**Your goal:** Swap "congestion log" for "crowding log" in the saved entries below, starting at the line that contains "of the grassy" and stopping after the line that contains "[(325, 203), (321, 188), (335, 183)]". Return only those lines, with nothing else changed.

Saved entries
-=-=-

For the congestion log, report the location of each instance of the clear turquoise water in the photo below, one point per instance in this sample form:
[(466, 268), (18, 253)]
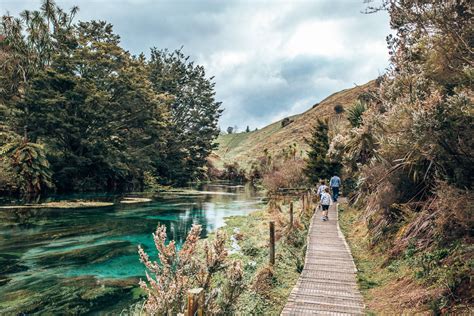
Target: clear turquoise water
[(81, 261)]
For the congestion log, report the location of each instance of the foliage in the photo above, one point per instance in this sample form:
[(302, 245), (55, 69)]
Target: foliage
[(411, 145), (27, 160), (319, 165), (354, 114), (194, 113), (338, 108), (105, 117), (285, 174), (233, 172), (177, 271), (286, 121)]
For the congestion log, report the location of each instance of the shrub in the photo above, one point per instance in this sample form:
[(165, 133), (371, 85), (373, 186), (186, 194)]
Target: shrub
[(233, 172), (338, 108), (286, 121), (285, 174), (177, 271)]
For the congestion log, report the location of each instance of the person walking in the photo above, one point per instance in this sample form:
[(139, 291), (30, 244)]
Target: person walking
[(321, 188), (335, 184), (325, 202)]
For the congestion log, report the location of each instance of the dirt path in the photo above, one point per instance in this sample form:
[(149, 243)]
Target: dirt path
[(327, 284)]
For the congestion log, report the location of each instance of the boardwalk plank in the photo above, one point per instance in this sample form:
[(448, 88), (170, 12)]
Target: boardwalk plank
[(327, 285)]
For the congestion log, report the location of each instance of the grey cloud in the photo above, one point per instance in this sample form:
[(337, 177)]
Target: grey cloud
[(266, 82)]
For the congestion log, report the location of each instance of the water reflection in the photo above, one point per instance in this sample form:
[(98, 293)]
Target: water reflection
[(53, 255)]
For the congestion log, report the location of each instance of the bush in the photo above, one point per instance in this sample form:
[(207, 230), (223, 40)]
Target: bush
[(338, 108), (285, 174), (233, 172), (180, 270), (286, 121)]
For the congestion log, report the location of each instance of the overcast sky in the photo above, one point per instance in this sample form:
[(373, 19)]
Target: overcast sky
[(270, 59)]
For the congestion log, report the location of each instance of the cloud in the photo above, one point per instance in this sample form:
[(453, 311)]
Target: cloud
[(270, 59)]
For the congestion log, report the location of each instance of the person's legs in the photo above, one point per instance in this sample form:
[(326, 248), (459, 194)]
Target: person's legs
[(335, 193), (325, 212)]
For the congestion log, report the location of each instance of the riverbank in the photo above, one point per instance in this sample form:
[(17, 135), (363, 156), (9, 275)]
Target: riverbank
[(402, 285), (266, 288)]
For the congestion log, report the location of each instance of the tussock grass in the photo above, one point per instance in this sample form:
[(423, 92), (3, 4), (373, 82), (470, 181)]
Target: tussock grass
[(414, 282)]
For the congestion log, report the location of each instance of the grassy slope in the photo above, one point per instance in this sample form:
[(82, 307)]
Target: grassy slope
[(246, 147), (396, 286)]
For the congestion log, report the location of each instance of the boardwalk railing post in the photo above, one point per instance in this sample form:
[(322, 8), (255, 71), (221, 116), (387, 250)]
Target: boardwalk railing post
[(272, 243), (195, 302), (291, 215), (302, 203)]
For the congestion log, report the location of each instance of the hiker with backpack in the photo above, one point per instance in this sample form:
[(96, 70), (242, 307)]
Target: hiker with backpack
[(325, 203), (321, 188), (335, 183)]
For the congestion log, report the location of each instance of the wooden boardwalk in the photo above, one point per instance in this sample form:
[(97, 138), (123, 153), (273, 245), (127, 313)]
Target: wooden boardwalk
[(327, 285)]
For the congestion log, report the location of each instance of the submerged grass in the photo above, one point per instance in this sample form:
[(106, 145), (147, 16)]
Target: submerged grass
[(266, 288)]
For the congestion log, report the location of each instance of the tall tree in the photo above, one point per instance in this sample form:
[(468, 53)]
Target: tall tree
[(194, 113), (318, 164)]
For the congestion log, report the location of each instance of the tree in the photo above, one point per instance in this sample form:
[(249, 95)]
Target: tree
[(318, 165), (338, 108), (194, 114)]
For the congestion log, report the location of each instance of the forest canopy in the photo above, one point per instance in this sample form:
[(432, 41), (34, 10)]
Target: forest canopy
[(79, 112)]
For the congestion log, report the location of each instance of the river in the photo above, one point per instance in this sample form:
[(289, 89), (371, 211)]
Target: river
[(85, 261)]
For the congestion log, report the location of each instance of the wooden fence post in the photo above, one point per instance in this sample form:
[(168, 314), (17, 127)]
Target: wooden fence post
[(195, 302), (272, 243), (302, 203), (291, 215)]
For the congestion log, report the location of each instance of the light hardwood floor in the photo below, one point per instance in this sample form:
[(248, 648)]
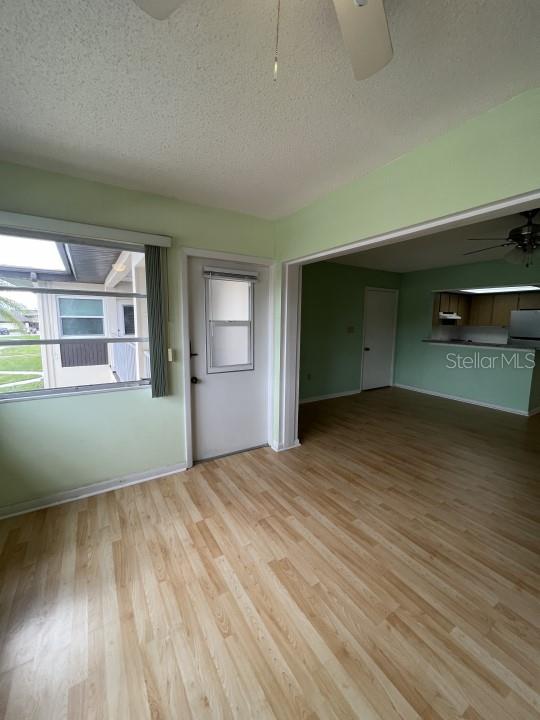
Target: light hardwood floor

-=-=-

**Answer to this problem:**
For the crowding log, report the location of each instance of the grassy slope in the photo above, one point per instance in this sample form:
[(82, 307)]
Target: grassy slope
[(246, 147), (396, 286)]
For the crowding log, report the location of each instance of the boardwalk railing post in the photo above, one point per instance in this sample form:
[(322, 8), (255, 71), (221, 116), (387, 250)]
Target: boardwalk railing post
[(272, 243), (195, 302), (291, 215), (302, 203)]
For the crowding log, report the location of each instance of the hiker with backpack in the photo above, one point per instance in this sample form:
[(96, 70), (242, 307)]
Target: hiker with backpack
[(325, 203), (321, 188), (335, 183)]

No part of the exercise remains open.